▶ _Trecho do documento_:
'''

02
Apr 2007 - Por João Gonçalves
/ Comunicador WWF-Brasil - Santarém,
Pará – Em uma manhã nublada
de terça-feira, três caminhonetes
4x4 deixaram o centro de Santarém rumo
à BR-163. Era bem cedo, um pouco mais
de seis horas, de um dia abafado, ainda que
uma garoa fina insistisse em cair. Um dos
motoristas comentou: “Hoje vai ser um dia
frio”. Mas naquele horário a temperatura
não deveria estar abaixo dos 28°C.
Um dia típico do inverno amazônico.
O grupo, de quinze pessoas,
era formado por jornalistas europeus, membros
do WWF-Brasil e do IPAM (Instituto de Pesquisa
Ambiental da Amazônia) e motoristas.
No bagageiro, equipamentos de filmagem, mochilas
com 1001 utensílios, água e
comida. O almoço seria feito no campo,
já que a viagem duraria o dia todo,
com o objetivo de documentar projetos e comunidades
ao longo dos primeiros – ou últimos
- 100 quilômetros da rodovia Cuiabá-Santarém,
a BR-163.
Logo na saída da
cidade, a placa indicativa da quilometragem
assusta: Brasília 2.910 quilômetros,
São Paulo 3.922 quilômetros e
Porto Alegre 5.045 quilômetros. Capital
mais próxima? Cuiabá 1.1000
quilômetros. Construída nos anos
70, a BR-163 é parte de um programa
de desenvolvimento para a região amazônica,
com o objetivo de ocupar e distribuir terras.
Ligação entre
Cuiabá (MT) a Santarém (PA),
a estrada possui 1.1000 quilômetros
(984 quilômetros no estado do Pará
e 772 quilômetros no estado do Mato
Grosso). Apesar de ter sido finalizada em
1972, 956 quilômetros ainda não
foram pavimentados e mesmo os que já
foram, apresentam trechos em péssimo
estado de conservação. Desde
1998, quando o governo federal anunciou a
pavimentação da rodovia, para
solucionar o escoamento da produção
de soja do centro-oeste do Mato Grosso, foram
antecipados impactos negativos à conservação
ambiental da região. O crescimento
populacional em torno de 6%, principalmente
no sudoeste paraense, acelerou processos de
grilagem e especulação imobiliária.
A conseqüência foi a ocupação
desordenada do território e a exploração
não-sustentável dos recursos
florestais. Estudos referentes a outras rodovias
da Amazônia apontam que os primeiros
50 quilômetros das suas margens concentram
80% do desmatamento da região.

'''

▶ _Enunciado 1_: Como fica em inglês esta frase do texto sobre a BR-163: "O grupo, de quinze pessoas, era formado por jornalistas europeus, membros do WWF-Brasil e do IPAM (Instituto de Pesquisa Ambiental da Amazônia) e motoristas."?
▶ _Enunciado 2_: Cite o trecho do texto sobre a BR-163 que começa em "A conseqüência foi" e vai até "desmatamento da região.", inclusive.
Para responder, baseie-se apenas no texto sobre a BR-163.

▶ _Amostra de dados_:
'''

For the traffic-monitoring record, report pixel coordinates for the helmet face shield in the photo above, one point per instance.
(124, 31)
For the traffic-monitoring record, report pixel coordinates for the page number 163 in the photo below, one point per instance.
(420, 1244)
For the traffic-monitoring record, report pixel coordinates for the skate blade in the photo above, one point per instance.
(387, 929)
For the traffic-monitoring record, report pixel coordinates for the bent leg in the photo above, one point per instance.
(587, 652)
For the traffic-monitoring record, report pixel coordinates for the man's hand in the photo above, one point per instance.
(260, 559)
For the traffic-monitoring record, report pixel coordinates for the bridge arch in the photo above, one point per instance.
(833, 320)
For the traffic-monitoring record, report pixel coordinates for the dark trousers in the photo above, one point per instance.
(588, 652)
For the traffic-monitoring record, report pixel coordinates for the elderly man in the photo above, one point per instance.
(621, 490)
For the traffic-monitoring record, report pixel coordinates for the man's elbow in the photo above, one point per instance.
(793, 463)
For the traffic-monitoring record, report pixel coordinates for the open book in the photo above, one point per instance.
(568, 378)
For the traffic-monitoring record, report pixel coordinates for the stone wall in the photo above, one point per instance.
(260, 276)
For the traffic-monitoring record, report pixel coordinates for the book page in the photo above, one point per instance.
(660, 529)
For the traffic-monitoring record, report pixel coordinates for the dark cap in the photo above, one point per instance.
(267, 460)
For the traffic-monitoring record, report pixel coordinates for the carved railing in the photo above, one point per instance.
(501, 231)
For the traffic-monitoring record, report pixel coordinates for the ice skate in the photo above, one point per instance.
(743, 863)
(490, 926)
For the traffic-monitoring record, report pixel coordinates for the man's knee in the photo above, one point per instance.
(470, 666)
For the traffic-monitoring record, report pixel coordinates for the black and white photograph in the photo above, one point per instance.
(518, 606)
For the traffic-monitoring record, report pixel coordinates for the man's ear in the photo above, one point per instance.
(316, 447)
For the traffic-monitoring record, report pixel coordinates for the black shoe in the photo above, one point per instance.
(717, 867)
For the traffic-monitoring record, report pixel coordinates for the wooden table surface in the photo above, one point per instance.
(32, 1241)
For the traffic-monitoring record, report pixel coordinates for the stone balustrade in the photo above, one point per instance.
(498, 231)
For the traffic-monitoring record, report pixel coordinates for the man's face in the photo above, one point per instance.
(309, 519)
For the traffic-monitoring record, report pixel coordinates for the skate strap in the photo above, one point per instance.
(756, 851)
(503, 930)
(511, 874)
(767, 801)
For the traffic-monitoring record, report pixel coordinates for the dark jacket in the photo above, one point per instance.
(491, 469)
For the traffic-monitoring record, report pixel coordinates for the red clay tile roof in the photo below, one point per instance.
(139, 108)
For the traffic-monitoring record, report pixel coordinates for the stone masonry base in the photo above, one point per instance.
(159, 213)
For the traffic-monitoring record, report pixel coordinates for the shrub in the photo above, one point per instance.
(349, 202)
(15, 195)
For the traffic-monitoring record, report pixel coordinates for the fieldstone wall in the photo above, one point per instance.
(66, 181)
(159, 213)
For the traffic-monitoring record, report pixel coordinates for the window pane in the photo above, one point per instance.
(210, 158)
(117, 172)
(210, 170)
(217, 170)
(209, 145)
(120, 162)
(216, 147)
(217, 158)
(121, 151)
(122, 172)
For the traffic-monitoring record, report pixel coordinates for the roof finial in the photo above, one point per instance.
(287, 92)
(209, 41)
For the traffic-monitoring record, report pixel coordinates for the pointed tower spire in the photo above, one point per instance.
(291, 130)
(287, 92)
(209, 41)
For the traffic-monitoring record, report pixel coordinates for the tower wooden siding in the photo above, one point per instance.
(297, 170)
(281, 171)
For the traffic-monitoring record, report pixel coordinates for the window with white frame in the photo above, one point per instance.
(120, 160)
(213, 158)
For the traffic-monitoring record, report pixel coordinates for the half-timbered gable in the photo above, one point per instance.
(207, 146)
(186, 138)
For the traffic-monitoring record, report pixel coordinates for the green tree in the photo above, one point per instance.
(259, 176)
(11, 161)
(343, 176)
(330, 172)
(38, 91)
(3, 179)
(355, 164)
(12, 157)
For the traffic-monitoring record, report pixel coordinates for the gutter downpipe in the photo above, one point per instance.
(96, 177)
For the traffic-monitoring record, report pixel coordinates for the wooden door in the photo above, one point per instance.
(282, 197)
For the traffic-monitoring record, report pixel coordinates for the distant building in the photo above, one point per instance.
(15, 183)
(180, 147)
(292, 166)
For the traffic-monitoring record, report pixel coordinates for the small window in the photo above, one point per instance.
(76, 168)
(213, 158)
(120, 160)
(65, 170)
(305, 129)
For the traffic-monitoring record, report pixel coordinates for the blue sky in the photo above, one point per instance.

'''

▶ _Resposta do exercício 1_: The group of fifteen people was made up of European journalists, members of WWF-Brasil and of IPAM (Amazon Environmental Research Institute), and drivers.

▶ _Resposta do exercício 2_:
A conseqüência foi a ocupação
desordenada do território e a exploração
não-sustentável dos recursos
florestais. Estudos referentes a outras rodovias
da Amazônia apontam que os primeiros
50 quilômetros das suas margens concentram
80% do desmatamento da região.